── Trecho fornecido ──

O jornalista Arlindo Silva (revista O Cruzeiro) faz um interessante relato de uma missão ocorrida cerca de um mês antes da revolta. Esta missão contava como pilotos os majores Velloso e Paulo Vítor, e tinha como objetivo interditar dezenas de pistas pela região de Mato-Grosso que eram utilizadas por grileiros. Na verdade havia um grande império de venda ilegal de terras, graças a concessões ilegais do governo do estado. Arlindo relatou dezenas de pousos nos mais variados e precários campos de todo o estado, e o minucioso levantamento do grande império fora da lei das “colonizadoras”. Terminada a missão de Haroldo e Vitor, seguiram para Cachimbo, espetacular trabalho de Haroldo Velloso. Com orgulho ele mostrou-lhe sua grande obra nos sertões. A pista de pouso fora construída numa imensa laje de pedra, que fora aplainada e fazia as vezes do concreto. A iluminação das casas vinha de uma pequena usina que ele construíra aproveitando as quedas de uma cachoeira nas proximidades. Também mencionou um grande viveiro de orquídeas em frente a estação de passageiros que Velloso tinha com muito carinho e que contratara um homem especialmente para cuidar delas e protegê-las contra as tentativas de furto dos civis e militares que passavam por ali. Esta viagem fora empreendida no momento em que Jucelino Kubitschek foi indicado como candidato à presidência e, numa conversa em que participava o referido jornalista e Paulo Vitor, em tom de pilheria disse:
“Que tal? Vocês não acham que este é um grande lugar para se organizar um exército de caboclos e índios e esperar que a turma do outro lado chegue até aqui? Garanto que eles demorariam um ano. Mas até que chegassem. . .”
Talvez esta seja a gênesis do movimento, nascido despretensiosamente num bate-papo, mas fomentada pelos acontecimentos posteriores.
C-47 2059, momentos antes de suapartida de Santarém para Jacareacanga

 No final da tarde do dia 11 de fevereiro, o Comandante da Primeira Zona Aérea chegava ao Rio de Janeiro, por volta das 17:30h , e, sendo recebido no aeroporto pelo Brigadeiro Melo, tomou conhecimento do fato ocorrido naquela manhã. Sua primeira providência foi entrar em contato pelo rádio com o chefe de seu Estado-Maior, Coronel Almir dos Santos Policarpo, para o qual transmitiu ordens de imediata ocupação dos campos de pouso de Santarém e Itaituba. As tropas (da aeronáutica) destinadas a estes campos ficariam respectivamente sob o comando dos tenentes Glazner e Chaves.

───
── Material fornecido ──

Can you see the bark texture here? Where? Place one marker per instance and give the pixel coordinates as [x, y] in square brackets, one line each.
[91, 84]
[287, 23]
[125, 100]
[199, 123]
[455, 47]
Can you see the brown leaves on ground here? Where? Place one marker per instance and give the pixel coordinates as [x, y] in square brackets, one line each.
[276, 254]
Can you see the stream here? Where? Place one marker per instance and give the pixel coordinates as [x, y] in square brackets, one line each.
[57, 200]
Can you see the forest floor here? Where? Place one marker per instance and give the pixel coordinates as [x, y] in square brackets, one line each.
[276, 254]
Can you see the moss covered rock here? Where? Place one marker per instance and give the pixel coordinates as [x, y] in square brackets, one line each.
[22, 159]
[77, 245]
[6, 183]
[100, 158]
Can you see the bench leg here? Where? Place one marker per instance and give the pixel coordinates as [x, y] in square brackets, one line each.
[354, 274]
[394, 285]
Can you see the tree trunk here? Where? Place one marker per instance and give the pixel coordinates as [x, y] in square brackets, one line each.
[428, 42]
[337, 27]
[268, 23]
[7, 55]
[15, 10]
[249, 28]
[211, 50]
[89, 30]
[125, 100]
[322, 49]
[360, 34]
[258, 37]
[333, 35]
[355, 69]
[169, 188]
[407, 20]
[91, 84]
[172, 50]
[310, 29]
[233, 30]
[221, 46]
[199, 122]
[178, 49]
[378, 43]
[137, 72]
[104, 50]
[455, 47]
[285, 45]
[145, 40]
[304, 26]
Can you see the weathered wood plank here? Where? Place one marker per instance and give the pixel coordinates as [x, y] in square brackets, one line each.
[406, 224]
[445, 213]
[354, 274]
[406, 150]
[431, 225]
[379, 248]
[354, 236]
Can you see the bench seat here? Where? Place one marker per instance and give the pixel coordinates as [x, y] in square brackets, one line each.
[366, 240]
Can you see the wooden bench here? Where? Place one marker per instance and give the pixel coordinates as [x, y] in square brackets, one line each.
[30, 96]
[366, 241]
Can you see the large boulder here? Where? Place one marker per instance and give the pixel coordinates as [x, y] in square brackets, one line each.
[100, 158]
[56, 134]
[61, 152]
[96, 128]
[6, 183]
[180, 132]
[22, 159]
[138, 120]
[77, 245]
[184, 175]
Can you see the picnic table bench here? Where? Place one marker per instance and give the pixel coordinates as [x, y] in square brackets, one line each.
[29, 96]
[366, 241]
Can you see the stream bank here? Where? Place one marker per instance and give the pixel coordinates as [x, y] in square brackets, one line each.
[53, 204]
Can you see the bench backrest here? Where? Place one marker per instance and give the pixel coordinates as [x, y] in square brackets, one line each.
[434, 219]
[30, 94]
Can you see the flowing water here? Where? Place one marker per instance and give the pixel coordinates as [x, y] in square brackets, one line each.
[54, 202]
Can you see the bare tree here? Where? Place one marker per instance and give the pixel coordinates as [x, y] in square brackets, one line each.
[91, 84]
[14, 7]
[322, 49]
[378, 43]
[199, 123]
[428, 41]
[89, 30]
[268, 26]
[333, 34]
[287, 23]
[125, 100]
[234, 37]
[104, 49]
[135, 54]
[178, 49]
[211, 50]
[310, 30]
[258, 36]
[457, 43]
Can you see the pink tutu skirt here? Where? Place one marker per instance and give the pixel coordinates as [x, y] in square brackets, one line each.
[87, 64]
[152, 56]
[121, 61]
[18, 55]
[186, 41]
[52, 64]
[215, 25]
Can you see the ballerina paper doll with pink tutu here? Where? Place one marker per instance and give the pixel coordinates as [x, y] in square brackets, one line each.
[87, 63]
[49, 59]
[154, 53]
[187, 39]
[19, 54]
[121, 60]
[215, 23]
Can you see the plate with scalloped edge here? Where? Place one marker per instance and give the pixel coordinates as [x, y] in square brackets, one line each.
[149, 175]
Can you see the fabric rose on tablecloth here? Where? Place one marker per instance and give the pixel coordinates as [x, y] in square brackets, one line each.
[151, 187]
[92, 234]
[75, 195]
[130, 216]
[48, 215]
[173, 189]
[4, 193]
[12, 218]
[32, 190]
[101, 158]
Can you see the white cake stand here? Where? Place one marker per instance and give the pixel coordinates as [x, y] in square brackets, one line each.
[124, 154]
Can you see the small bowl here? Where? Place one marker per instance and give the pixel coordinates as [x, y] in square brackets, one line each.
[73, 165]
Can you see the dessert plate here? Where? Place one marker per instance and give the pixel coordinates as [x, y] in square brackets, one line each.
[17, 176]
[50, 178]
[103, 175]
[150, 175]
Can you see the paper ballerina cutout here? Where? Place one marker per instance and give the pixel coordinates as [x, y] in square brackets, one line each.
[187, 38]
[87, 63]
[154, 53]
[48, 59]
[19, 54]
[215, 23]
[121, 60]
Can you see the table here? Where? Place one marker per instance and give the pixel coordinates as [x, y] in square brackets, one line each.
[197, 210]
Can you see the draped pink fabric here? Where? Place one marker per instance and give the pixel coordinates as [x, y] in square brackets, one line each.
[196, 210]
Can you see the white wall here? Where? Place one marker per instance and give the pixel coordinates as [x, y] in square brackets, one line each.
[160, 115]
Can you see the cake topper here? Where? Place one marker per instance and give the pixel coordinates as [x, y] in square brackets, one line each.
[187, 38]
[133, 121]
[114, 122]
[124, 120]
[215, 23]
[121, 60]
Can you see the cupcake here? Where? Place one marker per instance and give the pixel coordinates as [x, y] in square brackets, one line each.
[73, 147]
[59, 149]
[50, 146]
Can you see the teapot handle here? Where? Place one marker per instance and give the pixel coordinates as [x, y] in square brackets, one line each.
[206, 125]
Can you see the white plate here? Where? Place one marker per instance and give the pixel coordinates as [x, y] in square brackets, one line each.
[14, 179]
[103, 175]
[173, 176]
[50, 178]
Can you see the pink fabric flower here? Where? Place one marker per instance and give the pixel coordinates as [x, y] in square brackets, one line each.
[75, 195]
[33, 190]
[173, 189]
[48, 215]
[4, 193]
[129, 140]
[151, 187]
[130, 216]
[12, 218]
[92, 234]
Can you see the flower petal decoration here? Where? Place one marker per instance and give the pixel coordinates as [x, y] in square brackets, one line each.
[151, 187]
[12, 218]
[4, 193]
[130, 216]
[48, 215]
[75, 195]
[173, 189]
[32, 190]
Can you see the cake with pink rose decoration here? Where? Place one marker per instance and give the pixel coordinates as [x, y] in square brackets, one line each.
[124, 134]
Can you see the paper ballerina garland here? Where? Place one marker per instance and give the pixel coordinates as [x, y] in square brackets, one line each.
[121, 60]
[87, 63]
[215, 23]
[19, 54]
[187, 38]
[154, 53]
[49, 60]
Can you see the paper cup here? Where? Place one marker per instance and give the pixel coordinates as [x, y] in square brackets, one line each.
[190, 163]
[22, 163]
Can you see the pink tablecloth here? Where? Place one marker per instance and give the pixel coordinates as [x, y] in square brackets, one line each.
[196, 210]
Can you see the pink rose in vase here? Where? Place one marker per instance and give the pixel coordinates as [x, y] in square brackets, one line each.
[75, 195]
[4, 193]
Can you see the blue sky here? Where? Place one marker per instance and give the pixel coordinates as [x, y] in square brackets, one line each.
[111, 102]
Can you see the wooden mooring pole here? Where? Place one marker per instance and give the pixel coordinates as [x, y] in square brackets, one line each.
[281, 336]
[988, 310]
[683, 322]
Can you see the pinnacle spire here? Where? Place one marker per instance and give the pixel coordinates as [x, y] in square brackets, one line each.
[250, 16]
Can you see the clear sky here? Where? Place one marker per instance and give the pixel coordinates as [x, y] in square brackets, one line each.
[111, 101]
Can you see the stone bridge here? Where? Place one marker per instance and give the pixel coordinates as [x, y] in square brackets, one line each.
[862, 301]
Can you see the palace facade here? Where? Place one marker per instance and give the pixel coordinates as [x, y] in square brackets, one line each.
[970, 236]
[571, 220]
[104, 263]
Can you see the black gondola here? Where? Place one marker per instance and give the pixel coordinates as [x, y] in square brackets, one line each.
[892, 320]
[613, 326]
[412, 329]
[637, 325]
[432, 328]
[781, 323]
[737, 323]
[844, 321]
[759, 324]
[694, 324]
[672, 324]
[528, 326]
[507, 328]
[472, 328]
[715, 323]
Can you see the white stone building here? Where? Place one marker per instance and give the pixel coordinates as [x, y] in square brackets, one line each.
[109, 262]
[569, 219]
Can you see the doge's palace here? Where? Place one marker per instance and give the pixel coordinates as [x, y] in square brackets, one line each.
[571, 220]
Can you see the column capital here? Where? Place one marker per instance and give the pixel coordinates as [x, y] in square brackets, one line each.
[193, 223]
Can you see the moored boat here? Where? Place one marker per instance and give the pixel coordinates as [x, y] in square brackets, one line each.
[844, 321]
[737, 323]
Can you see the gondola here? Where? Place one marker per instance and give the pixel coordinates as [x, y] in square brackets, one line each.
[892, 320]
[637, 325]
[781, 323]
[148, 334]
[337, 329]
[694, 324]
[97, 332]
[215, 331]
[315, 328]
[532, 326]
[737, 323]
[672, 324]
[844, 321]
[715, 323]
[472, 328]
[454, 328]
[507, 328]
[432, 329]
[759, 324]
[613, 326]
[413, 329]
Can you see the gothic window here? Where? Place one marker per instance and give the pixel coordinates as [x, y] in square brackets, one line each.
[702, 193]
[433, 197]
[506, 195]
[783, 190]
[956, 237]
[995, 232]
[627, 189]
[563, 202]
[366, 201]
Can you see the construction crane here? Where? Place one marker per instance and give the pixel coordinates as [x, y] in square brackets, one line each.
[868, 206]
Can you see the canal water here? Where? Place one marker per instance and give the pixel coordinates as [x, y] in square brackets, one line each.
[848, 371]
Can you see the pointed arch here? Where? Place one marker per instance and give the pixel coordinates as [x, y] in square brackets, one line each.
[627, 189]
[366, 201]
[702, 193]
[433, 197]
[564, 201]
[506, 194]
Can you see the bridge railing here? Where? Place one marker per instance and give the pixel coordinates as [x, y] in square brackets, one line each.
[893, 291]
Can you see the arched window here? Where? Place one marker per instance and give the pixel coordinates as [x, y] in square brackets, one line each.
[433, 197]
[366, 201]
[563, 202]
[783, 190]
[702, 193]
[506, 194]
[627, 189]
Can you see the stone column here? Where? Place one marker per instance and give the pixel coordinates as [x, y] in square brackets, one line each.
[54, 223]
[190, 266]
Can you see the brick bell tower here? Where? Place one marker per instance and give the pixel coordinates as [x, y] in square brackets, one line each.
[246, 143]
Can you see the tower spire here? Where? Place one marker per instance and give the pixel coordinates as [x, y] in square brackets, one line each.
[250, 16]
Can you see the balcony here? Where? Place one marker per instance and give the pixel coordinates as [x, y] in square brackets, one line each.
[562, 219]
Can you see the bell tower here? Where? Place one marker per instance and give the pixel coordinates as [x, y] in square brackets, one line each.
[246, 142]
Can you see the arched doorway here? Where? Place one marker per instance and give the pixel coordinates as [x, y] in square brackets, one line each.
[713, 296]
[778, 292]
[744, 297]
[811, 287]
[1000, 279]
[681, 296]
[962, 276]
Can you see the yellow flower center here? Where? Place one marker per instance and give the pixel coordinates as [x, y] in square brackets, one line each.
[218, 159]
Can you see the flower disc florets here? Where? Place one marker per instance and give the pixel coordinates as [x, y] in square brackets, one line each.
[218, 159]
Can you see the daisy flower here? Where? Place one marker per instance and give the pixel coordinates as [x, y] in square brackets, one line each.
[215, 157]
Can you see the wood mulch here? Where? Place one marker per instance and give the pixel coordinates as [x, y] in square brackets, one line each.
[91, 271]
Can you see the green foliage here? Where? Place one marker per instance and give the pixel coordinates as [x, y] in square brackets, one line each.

───

- Enunciado 1:
Responda com base no trecho fornecido:
(a) Sobre o que foi construída a pista de pouso de Cachimbo?
(b) De onde vinha a iluminação das casas?
(c) Por volta de que horas o Comandante da Primeira Zona Aérea chegou ao Rio de Janeiro no dia 11 de fevereiro?
- Enunciado 2:
Cite do trecho fornecido, sem qualquer alteração, a passagem entre "No final da" e "Glazner e Chaves.", inclusive.

- Resposta 1:
(a) Sobre uma imensa laje de pedra, que foi aplainada e fazia as vezes do concreto.
(b) De uma pequena usina construída aproveitando as quedas de uma cachoeira nas proximidades.
(c) Por volta das 17:30h.

- Resposta 2:
No final da tarde do dia 11 de fevereiro, o Comandante da Primeira Zona Aérea chegava ao Rio de Janeiro, por volta das 17:30h , e, sendo recebido no aeroporto pelo Brigadeiro Melo, tomou conhecimento do fato ocorrido naquela manhã. Sua primeira providência foi entrar em contato pelo rádio com o chefe de seu Estado-Maior, Coronel Almir dos Santos Policarpo, para o qual transmitiu ordens de imediata ocupação dos campos de pouso de Santarém e Itaituba. As tropas (da aeronáutica) destinadas a estes campos ficariam respectivamente sob o comando dos tenentes Glazner e Chaves.